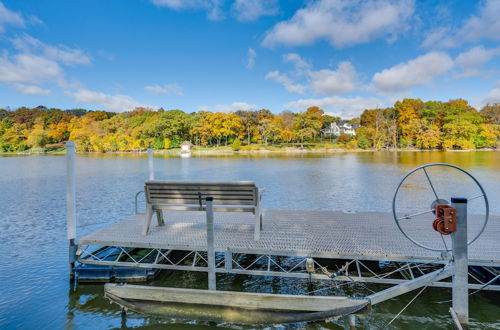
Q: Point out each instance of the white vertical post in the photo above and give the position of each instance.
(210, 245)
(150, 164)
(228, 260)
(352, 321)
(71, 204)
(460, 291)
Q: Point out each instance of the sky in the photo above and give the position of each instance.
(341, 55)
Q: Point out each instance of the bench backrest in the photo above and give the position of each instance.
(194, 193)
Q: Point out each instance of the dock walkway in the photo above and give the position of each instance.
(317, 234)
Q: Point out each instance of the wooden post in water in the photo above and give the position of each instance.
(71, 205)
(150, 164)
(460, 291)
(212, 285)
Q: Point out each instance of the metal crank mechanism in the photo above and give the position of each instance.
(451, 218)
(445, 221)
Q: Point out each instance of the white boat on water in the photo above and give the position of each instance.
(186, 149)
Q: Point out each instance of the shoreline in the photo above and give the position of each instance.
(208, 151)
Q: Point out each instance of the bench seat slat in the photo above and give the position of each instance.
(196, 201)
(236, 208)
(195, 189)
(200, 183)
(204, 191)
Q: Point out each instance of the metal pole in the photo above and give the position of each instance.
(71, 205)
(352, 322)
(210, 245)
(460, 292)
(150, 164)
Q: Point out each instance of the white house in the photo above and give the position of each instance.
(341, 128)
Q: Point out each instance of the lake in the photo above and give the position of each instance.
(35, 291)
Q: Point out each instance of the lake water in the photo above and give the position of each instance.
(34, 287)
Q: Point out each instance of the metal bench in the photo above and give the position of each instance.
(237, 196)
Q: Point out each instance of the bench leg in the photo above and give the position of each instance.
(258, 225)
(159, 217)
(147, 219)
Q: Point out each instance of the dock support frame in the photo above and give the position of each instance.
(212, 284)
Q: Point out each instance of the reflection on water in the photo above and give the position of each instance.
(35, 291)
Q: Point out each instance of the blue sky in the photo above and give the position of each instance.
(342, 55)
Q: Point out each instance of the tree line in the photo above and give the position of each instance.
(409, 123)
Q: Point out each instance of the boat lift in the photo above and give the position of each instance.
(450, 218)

**EXERCISE OBJECTIVE**
Begin at the line that has "Q: Point out each instance of the shoreline" and stop after the last entry. Give back only those lines, with "metal pole" switched to "steel pole" and everything else unchanged.

**OUTPUT FOR THIS TASK**
Q: Point out each instance of the shoreline in the photo above and give the position of each instance.
(208, 151)
Q: Point out each instance of the bench seat slat in the photo above and give the position of each instance.
(196, 201)
(236, 208)
(195, 189)
(200, 183)
(204, 191)
Q: Point out each instance of the steel pole in the photo above and give the position of each instance.
(71, 205)
(352, 322)
(210, 245)
(460, 292)
(150, 164)
Q: Point out each instance of the white house in the photo above and give the position of each instance.
(341, 128)
Q: Point out each instance of the lake in the photo above and give the position of each instance.
(35, 291)
Q: Point out each instance of the lake water in the photo above and give the position of each instance.
(34, 287)
Q: Point out each instance of the metal bench in the photo above and give the position of each instance.
(237, 196)
Q: Point out each instance of the bench leg in the photo above and give the position of each instance.
(258, 225)
(159, 217)
(147, 219)
Q: Point out each instance of the dock support frame in the photo above and give the position of each instance.
(212, 284)
Q: Point out each instance of the reflection on water in the photo above and give the position of each instance.
(35, 291)
Q: Point out each instance of the blue sky in the photo above and give the position of each instance.
(342, 55)
Q: Point out each instance of the tree line in the photo above and give the position of each instance.
(409, 123)
Q: Point out each instance of the boat lift in the photo above and give the position of each instance.
(450, 218)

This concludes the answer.